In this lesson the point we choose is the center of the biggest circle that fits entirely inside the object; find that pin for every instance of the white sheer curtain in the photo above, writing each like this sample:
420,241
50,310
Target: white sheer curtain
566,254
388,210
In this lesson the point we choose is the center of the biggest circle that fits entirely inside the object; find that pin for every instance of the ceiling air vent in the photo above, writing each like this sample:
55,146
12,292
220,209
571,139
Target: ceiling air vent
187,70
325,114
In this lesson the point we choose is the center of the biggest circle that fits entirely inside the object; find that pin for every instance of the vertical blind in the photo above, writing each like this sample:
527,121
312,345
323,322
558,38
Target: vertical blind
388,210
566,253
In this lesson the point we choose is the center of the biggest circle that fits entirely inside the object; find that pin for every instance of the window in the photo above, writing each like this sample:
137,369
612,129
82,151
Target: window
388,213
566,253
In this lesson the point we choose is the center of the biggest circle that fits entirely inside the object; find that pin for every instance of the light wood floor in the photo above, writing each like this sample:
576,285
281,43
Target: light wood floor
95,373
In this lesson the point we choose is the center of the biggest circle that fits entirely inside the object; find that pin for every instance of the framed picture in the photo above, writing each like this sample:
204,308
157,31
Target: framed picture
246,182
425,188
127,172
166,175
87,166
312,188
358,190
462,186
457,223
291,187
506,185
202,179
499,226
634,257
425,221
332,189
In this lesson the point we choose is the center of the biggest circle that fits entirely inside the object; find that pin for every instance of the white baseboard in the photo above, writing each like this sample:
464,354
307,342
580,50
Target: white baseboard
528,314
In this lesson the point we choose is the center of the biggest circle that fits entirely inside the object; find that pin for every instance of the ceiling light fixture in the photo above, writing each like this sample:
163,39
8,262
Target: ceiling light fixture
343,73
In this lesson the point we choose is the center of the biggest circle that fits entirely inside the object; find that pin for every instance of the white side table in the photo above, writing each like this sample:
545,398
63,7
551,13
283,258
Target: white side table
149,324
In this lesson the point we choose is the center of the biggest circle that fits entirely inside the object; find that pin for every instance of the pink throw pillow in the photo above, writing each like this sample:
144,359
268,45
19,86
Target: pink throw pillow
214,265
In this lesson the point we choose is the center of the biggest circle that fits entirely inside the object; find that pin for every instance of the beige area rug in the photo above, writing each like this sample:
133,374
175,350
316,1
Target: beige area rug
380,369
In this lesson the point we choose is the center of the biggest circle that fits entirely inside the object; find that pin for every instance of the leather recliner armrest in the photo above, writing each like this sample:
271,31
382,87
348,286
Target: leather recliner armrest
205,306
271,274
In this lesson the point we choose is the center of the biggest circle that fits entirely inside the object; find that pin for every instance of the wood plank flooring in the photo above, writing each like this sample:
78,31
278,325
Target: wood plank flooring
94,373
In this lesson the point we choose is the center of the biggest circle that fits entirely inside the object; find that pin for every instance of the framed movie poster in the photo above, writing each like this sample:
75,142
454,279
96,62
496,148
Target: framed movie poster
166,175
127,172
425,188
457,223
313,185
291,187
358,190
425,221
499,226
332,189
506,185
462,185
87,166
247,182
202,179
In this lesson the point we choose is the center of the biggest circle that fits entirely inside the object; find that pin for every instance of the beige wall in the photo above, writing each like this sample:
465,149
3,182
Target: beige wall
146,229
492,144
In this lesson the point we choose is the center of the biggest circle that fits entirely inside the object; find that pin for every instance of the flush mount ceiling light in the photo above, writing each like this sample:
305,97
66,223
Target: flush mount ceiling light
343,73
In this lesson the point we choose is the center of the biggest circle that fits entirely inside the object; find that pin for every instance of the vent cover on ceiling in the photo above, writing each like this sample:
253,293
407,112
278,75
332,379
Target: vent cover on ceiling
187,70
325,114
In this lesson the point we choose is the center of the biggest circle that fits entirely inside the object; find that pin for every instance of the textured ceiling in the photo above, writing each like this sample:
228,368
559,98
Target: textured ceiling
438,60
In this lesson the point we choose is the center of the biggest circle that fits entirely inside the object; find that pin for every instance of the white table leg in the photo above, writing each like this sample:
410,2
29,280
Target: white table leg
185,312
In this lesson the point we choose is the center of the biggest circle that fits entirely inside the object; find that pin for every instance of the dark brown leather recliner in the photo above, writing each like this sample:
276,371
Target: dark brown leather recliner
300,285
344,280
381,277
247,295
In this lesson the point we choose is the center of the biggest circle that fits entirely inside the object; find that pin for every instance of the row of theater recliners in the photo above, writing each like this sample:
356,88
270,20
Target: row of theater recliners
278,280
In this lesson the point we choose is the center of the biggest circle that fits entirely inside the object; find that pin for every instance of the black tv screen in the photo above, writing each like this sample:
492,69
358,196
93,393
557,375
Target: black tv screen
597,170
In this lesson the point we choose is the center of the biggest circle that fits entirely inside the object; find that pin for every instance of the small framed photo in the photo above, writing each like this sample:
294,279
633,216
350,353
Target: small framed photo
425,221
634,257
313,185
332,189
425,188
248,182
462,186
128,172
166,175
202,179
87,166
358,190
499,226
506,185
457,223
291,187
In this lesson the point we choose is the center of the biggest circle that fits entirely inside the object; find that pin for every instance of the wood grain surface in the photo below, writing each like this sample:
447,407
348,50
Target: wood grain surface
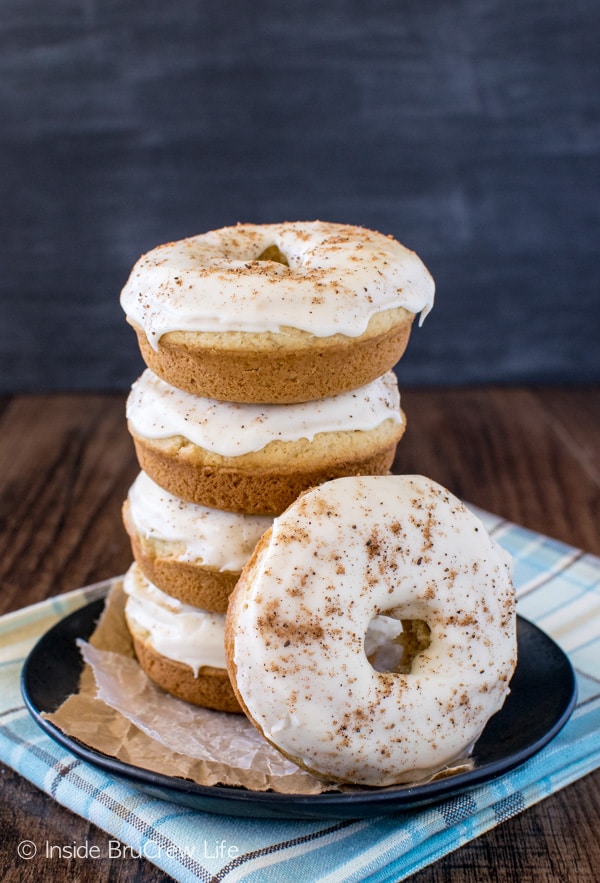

> **Written exercise**: Count the lines of the material above that contain the string "poster". Report only the number.

> **Result**: 2